■ **CONSIGNE A**
Recopiez le passage du compte rendu sur les métamorphoses numériques, de « Maud Pelissier et » à « l’Humain et Biotechnologiques). ».

■ **TEXTE PRÉSENTÉ**
* * * * *

Paris, L’Harmattan. 280 p. ISBN 9782343132617. 29,00 euros
Rime Fetnan
Référence(s) :

Maud Pelissier et Nicolas Pelissier (Dir.), 2017. Métamorphoses numériques: Art, culture et communication. Paris, L’Harmattan.280 p. ISBN 9782343132617, 29,00 euros

Texte intégral

1Cet ouvrage, dirigé par Maud Pélissier (Université de Toulon) et Nicolas Pélissier (Université Nice Sophia Antipolis), est la première publication collective issue du réseau de recherche CREAMED (Création en méditerranée), créé en 2014 et qui a évolué depuis peu en un « réseau régional thématique de chercheurs en région PACA Méditerranée ». L’ouvrage rend compte des principales préoccupations du réseau, qui se structure autour de quatre axes principaux : CULTE (CULtures, arts et patrimoines pour le développement durable des TErritoires) ; NERF (Nouvelles Ecritures du Réel et de la Fiction) ; ACT (Art, Création, Technologies) et FHB (Frontières de l’Humain et Biotechnologiques).

2L’objectif de l’ensemble du réseau, comme exposé dans les premières lignes de l’ouvrage, consiste en l’analyse des mutations et reconfigurations des « industries culturelles, des institutions et des technologiques, au sein de dispositifs sociotechniques d’informations et de communication » (p. 11).

3Comme en témoigne le titre de la publication, il s’agit donc pour ces chercheurs de porter un regard info-communicationnel sur les dispositifs de « création », de « médiation » et de « réception » dans un contexte marqué par la « révolution technologique » provoquée par le numérique. Pensé comme un « voyage intellectuel » (p. 17), l’ouvrage ne prétend ni à l’exhaustivité, ni à l’homogénéité : il offre au lecteur différents points de vue sur une problématique commune, suffisamment large pour que tous les domaines de la culture puissent s’y retrouver (institutions muséales, patrimoine, journalisme, arts vivants, art contemporain, cinéma, médiation etc.). Les seize auteurs – dont la diversité des statuts et des profils constitue un enrichissement certain – sont répartis dans les quatre parties qui structurent l’ouvrage :

4La première partie, qui s’intitule « Arts, patrimoines et médiation sociotechnique : vers un choc des cultures ? » aborde les mutations subies par les processus de patrimonialisation, de médiation et d’artification sous l’influence des technologies numériques. L’article de Paul Rasse (p. 23), reprend en partie la thèse proposée dans son dernier ouvrage (Le musée réinventé : culture, patrimoine, médiation, 2017) mais en se focalisant sur les transformations du musée d’art depuis ses origines jusqu’à sa transformation récente en média. Toujours dans le domaine muséal, la contribution de Linda Idjeraoui-Ravez (p. 35), poursuit la problématique de la mutation du « musée 1.0 » au « musée 3.0 », en s’interrogeant spécifiquement sur ce que l’auteure appelle les « cyber-pratiques » dans le champ de la médiation. Ce qui intéresse l’auteure, ce ne sont pas seulement les nouveaux dispositifs mis à disposition des publics par les institutions, mais bien l’évolution des valeurs qui structurent la relation entre institutions et publics : valeur de lien, valeur d’usage, valeur d’expérience et valeur expérientielle augmentée.

* * * * *

■ **CONSIGNE B**
Dans les enregistrements, réécrivez uniquement les lignes allant de celle qui contient « Every instance of the clear » à celle qui contient « <point>561,510</point> », en remplaçant « church building » par « chapel » sans rien modifier d'autre.

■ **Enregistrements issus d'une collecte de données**
* * * * *

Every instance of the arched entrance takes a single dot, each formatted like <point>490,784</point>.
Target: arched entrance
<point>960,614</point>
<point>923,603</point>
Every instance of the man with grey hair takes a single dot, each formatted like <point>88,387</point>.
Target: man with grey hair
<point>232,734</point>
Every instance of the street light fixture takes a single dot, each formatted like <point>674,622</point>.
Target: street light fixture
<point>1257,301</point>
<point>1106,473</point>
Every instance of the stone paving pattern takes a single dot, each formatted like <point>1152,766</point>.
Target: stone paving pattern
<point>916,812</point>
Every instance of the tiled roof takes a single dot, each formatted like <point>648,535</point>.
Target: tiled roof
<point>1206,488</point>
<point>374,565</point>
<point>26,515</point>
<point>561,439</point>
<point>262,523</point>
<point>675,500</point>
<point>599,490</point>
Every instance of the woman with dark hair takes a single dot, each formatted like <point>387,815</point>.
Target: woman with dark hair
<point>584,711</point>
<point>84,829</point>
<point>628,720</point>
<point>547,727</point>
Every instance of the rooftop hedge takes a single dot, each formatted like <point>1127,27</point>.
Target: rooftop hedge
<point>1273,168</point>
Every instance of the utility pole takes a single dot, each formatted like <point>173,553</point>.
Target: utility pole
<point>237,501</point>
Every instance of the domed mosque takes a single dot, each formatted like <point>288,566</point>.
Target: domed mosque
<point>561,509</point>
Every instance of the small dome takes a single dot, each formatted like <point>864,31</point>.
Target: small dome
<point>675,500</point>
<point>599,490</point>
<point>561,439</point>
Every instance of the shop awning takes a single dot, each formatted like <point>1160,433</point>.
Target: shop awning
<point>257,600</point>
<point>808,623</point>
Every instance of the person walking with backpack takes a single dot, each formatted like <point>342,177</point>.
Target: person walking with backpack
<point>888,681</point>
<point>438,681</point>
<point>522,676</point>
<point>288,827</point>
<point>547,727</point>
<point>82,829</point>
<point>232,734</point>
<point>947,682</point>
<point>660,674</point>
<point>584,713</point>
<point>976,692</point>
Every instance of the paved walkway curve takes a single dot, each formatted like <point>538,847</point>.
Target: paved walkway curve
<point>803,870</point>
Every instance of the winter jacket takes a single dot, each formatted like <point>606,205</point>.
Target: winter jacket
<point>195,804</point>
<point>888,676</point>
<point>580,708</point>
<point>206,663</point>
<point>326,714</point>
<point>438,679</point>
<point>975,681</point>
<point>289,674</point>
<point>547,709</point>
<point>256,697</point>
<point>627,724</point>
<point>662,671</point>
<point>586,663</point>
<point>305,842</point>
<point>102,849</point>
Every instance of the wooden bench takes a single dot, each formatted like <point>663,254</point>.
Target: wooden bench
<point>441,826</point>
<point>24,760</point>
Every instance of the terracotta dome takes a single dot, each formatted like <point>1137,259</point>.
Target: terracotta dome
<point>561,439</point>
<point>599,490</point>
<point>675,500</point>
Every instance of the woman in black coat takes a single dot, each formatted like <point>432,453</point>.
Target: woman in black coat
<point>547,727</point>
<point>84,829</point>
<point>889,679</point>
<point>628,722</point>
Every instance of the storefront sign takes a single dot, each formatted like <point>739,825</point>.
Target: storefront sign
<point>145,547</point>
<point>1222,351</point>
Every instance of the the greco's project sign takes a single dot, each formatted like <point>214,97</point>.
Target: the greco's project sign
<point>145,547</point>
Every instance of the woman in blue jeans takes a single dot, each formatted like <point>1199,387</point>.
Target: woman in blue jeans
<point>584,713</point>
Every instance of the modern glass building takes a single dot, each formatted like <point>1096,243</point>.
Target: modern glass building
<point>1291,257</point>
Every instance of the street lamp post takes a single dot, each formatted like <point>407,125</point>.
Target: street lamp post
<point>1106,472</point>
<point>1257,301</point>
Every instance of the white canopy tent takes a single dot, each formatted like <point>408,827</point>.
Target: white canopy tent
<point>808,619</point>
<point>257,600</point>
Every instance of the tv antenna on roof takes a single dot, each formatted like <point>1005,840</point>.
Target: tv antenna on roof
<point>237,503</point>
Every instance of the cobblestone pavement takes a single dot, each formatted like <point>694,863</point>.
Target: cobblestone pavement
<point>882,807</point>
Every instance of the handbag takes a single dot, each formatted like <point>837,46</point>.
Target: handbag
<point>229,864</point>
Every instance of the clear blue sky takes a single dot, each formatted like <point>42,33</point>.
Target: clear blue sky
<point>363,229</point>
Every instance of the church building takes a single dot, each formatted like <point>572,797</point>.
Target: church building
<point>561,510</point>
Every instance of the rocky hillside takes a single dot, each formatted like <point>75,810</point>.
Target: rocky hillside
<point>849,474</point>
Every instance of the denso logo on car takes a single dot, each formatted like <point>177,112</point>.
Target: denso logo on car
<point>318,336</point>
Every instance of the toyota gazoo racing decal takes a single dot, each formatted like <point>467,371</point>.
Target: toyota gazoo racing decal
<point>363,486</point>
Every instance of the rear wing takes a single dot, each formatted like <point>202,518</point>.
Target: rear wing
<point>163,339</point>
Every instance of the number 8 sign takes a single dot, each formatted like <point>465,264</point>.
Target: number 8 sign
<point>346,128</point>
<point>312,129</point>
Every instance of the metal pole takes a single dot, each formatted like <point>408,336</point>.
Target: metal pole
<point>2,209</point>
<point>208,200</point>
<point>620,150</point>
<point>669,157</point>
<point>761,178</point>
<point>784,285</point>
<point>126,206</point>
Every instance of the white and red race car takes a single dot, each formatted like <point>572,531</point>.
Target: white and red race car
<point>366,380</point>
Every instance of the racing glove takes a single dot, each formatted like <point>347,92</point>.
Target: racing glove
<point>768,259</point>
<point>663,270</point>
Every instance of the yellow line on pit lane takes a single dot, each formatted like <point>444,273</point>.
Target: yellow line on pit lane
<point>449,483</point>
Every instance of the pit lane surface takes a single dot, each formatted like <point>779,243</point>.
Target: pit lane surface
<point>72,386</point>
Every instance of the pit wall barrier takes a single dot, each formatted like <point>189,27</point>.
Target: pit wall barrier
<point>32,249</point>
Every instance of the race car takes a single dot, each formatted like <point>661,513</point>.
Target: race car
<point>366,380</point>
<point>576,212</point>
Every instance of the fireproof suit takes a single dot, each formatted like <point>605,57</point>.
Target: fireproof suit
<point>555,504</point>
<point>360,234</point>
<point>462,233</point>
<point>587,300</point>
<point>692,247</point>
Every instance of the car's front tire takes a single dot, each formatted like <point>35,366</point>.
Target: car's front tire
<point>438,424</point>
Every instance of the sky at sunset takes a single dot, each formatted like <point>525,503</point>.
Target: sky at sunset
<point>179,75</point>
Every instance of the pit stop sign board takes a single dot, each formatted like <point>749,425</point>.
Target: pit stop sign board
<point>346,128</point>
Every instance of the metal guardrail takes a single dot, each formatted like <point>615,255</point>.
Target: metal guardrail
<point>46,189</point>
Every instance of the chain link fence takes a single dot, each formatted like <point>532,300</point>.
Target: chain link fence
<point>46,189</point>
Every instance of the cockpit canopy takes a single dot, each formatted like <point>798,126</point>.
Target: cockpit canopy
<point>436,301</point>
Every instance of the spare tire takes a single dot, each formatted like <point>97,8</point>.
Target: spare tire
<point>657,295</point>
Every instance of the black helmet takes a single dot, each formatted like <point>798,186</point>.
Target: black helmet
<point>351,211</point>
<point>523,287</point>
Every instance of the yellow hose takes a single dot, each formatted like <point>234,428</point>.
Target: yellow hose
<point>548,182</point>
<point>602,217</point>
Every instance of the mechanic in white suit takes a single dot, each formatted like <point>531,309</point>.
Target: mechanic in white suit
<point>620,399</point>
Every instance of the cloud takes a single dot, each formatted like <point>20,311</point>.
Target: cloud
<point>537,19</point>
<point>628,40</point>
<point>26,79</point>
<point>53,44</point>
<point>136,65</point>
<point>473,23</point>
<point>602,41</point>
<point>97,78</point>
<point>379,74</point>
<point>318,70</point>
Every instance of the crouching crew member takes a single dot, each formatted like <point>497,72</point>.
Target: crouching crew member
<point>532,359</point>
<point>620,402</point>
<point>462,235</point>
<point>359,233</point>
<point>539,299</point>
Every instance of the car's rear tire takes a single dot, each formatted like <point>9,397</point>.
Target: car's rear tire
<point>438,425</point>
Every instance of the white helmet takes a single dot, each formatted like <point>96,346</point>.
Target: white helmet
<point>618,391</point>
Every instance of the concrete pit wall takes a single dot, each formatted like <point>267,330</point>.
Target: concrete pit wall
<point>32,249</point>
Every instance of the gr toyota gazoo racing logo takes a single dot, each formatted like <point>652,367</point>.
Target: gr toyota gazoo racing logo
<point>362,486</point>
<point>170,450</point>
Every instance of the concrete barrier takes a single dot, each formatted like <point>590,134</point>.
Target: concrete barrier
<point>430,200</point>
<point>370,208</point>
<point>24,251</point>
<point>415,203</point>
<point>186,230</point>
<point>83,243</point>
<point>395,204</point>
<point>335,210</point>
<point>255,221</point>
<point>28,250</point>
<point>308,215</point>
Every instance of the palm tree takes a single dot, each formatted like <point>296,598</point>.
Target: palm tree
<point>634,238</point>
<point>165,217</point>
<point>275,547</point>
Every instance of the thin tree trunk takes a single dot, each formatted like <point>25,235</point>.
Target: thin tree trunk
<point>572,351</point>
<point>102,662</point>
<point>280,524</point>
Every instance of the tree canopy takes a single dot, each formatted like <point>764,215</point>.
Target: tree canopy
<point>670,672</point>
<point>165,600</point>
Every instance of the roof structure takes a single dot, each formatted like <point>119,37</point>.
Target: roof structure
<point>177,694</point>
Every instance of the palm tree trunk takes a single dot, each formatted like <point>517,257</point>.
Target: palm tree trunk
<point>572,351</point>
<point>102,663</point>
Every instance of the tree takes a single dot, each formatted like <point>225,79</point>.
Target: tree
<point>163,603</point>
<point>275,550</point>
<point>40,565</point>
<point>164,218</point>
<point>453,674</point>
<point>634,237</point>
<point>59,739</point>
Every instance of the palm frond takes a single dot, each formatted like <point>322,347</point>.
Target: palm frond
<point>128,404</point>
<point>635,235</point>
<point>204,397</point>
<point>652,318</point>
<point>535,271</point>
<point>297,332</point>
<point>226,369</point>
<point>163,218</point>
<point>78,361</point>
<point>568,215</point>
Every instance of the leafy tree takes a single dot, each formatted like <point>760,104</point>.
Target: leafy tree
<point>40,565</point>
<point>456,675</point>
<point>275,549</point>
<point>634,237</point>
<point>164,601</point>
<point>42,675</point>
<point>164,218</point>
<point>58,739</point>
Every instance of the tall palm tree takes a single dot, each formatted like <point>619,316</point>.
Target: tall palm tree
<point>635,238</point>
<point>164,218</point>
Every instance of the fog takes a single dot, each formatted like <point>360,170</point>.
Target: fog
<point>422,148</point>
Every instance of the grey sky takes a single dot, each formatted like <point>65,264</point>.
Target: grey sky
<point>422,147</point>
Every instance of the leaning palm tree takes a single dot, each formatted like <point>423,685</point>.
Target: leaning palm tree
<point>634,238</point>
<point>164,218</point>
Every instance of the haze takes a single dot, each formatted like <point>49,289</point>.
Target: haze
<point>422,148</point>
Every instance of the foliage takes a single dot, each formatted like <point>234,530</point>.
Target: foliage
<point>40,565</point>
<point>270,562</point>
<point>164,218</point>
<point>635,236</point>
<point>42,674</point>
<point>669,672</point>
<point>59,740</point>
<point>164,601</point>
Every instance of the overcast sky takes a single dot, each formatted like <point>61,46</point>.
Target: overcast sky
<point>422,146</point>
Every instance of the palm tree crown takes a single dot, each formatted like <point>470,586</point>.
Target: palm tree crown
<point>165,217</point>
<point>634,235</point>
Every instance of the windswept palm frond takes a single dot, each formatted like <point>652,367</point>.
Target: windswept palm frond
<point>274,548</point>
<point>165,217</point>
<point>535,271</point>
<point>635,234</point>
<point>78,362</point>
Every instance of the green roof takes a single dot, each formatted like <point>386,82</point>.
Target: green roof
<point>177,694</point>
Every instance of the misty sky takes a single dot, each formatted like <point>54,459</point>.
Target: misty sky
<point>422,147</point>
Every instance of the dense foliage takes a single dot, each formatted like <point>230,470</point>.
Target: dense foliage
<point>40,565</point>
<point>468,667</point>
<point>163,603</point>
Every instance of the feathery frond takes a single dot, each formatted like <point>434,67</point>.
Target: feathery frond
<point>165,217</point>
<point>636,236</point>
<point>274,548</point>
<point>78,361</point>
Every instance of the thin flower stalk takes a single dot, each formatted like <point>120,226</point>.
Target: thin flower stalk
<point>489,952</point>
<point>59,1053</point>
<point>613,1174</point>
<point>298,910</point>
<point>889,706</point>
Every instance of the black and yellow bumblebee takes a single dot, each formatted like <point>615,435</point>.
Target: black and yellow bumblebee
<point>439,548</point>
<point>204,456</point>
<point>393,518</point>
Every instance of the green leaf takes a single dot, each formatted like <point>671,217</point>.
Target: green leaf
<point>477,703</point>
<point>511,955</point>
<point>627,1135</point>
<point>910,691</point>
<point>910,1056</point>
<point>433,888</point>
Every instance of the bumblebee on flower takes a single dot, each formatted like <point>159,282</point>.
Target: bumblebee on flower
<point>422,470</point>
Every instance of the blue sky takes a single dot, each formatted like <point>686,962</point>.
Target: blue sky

* * * * *

■ **RÉPONSE ATTENDUE A**
Maud Pelissier et Nicolas Pelissier (Dir.), 2017. Métamorphoses numériques: Art, culture et communication. Paris, L’Harmattan.280 p. ISBN 9782343132617, 29,00 euros

Texte intégral

1Cet ouvrage, dirigé par Maud Pélissier (Université de Toulon) et Nicolas Pélissier (Université Nice Sophia Antipolis), est la première publication collective issue du réseau de recherche CREAMED (Création en méditerranée), créé en 2014 et qui a évolué depuis peu en un « réseau régional thématique de chercheurs en région PACA Méditerranée ». L’ouvrage rend compte des principales préoccupations du réseau, qui se structure autour de quatre axes principaux : CULTE (CULtures, arts et patrimoines pour le développement durable des TErritoires) ; NERF (Nouvelles Ecritures du Réel et de la Fiction) ; ACT (Art, Création, Technologies) et FHB (Frontières de l’Humain et Biotechnologiques).

■ **RÉPONSE ATTENDUE B**
Every instance of the clear blue sky takes a single dot, each formatted like <point>42,33</point>.
Target: clear blue sky
<point>363,229</point>
Every instance of the chapel takes a single dot, each formatted like <point>572,797</point>.
Target: chapel
<point>561,510</point>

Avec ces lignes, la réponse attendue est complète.